**Stored data entries**

┏━━

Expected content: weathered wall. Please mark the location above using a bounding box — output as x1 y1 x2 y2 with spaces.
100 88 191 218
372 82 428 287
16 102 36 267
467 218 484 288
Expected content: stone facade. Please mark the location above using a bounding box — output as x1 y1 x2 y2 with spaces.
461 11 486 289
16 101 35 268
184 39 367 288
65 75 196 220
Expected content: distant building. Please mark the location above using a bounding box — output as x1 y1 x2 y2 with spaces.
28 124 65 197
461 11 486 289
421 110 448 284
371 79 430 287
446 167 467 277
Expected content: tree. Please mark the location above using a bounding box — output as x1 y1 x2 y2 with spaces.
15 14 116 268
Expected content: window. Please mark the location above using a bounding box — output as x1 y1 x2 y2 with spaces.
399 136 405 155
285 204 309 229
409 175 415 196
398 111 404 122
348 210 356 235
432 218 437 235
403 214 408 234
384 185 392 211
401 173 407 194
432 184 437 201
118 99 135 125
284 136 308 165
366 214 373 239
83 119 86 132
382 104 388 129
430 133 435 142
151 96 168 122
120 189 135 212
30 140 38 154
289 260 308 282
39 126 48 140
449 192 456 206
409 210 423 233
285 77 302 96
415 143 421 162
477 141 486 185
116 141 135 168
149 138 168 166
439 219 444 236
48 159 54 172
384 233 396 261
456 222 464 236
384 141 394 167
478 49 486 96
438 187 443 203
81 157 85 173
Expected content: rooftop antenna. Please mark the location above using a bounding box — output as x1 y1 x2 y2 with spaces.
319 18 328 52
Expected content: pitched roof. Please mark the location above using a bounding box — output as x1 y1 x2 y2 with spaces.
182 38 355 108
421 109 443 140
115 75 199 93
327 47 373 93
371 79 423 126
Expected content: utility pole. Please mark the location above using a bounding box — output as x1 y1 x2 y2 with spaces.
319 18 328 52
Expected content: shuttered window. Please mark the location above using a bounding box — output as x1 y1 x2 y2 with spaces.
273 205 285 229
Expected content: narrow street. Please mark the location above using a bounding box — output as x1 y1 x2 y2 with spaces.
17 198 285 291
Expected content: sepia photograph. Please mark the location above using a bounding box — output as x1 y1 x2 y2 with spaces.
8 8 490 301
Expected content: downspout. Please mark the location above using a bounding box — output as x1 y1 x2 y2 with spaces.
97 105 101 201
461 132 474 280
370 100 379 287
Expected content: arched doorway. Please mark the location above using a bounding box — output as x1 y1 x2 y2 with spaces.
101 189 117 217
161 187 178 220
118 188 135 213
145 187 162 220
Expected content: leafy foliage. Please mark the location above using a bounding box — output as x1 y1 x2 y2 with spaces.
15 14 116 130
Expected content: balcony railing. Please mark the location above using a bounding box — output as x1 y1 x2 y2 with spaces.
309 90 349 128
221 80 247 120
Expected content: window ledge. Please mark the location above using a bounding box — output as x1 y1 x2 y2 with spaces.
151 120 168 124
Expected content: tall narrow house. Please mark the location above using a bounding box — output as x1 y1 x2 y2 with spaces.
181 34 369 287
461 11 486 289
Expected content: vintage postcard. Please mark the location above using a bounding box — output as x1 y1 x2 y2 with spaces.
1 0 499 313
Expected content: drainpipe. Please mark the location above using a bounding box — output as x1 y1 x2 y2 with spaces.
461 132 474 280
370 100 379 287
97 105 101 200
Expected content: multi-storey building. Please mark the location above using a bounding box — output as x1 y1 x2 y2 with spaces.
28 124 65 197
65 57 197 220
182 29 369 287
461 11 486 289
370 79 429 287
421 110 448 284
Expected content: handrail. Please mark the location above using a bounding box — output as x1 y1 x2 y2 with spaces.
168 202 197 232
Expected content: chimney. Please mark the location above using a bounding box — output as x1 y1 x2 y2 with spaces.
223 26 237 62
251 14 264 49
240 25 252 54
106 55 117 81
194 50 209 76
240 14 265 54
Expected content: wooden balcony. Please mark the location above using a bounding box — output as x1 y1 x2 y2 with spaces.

┗━━

The records above need copying again. Keep each word as it is.

**OUTPUT OF THE EXERCISE**
Expected content: weathered wall. Please mark the location above using a bounding box — output as x1 y1 x2 y2 with spaces.
100 88 191 218
372 82 428 287
16 102 36 267
467 218 484 288
Expected content: stone facade. Please mark the location above using a bounding box — output as x1 y1 x2 y2 with spaces.
461 11 486 289
16 101 35 268
184 39 367 288
65 75 196 220
Expected content: distant building. Please mark the location above using a bounding box — output as x1 y1 x2 y2 with spaces.
28 124 65 197
461 11 486 289
421 110 448 284
371 79 430 287
446 167 467 277
Expected content: tree. Please mark the location above using a bounding box — output as x1 y1 x2 y2 with spaces.
15 14 116 268
Expected content: window. Please mark the location above using a bounding box — output as x1 y1 x2 y2 with spaces.
399 136 405 155
285 204 309 229
409 175 415 196
398 111 404 122
348 210 356 235
432 218 437 235
403 214 408 234
384 185 392 211
401 173 407 194
432 184 437 201
118 99 135 125
284 136 308 165
366 214 373 239
83 119 86 132
382 104 388 129
430 133 435 142
151 96 168 122
120 189 135 212
30 140 38 154
289 260 308 282
39 126 48 140
449 192 456 206
409 210 423 233
285 77 302 96
415 143 421 162
477 141 486 185
116 141 135 168
149 138 168 166
439 219 444 236
48 159 54 172
384 233 396 261
456 222 464 236
384 141 394 167
478 49 486 96
438 187 443 203
81 157 85 173
Expected content: rooftop antenna. Please mark the location above using a bounding box — output as x1 y1 x2 y2 with spaces.
319 18 328 52
Expected content: pitched roof. Please mark the location above using a bounding box — output as x1 y1 x2 y2 with spaces.
182 38 355 108
421 109 443 140
115 75 199 93
327 47 373 93
371 79 423 126
Expected content: utility pole. Please mark the location above using a bounding box — output as x1 y1 x2 y2 with spaces.
319 18 328 52
Expected content: shuttered window. Please mark the location above using a bounding box — output as x1 y1 x2 y2 with spaces.
273 205 285 229
Expected content: narrow street. Please mark the location above using a bounding box — output as x1 y1 x2 y2 with spaces.
17 198 285 291
Expected content: sepia photograph. Please mark the location above using a bounding box — output as x1 y1 x2 y2 with spaces.
8 8 490 301
Expected content: downspout. Please mark the location above using a bounding box — output as x1 y1 x2 y2 with spaces.
97 105 101 201
461 132 474 280
370 100 379 287
Expected content: arched doorway. Please mark the location above using a bounding box — output as x1 y1 x2 y2 with spaces.
101 189 117 217
161 187 178 220
118 188 135 213
145 187 162 220
Expected content: leafy foliage. Please mark the location above using a bounding box — output as x1 y1 x2 y2 with spaces.
15 14 116 130
Expected content: balcony railing. Please mark the location above using a bounding box — output as x1 y1 x2 y2 with spaces.
309 90 349 128
221 80 247 120
Expected content: window ledge. Please mark the location above using a bounding box — output as x1 y1 x2 y2 with spaces.
151 120 168 124
Expected content: tall narrow house. Please mark the location above using a bounding box — output as x1 y1 x2 y2 with spaces.
181 34 369 287
461 11 486 289
Expected content: vintage postcard. Please mark the location above using a bounding box — output as x1 y1 x2 y2 with spaces.
1 0 499 313
Expected content: drainpipe. Please mark the location above using a bounding box — output as x1 y1 x2 y2 with spaces.
461 132 474 280
370 100 379 287
97 105 101 200
Expected content: multi-storey building. Please mark the location above using a bounding box — output as x1 y1 x2 y2 with spaces.
28 124 65 197
65 57 197 220
182 29 369 287
461 11 486 289
370 79 429 287
421 110 448 284
Expected content: handrail. Please mark the location above using a bounding box — output as x1 y1 x2 y2 with spaces.
168 202 197 232
Expected content: chimney. Please mark the location above using a bounding box — output as x1 y1 x2 y2 with spaces.
223 26 237 62
251 14 264 49
240 25 252 54
106 55 117 81
194 50 209 76
240 14 265 54
Expected content: wooden balcony. Please mark the location above using a bounding box — output as x1 y1 x2 y2 with spaces.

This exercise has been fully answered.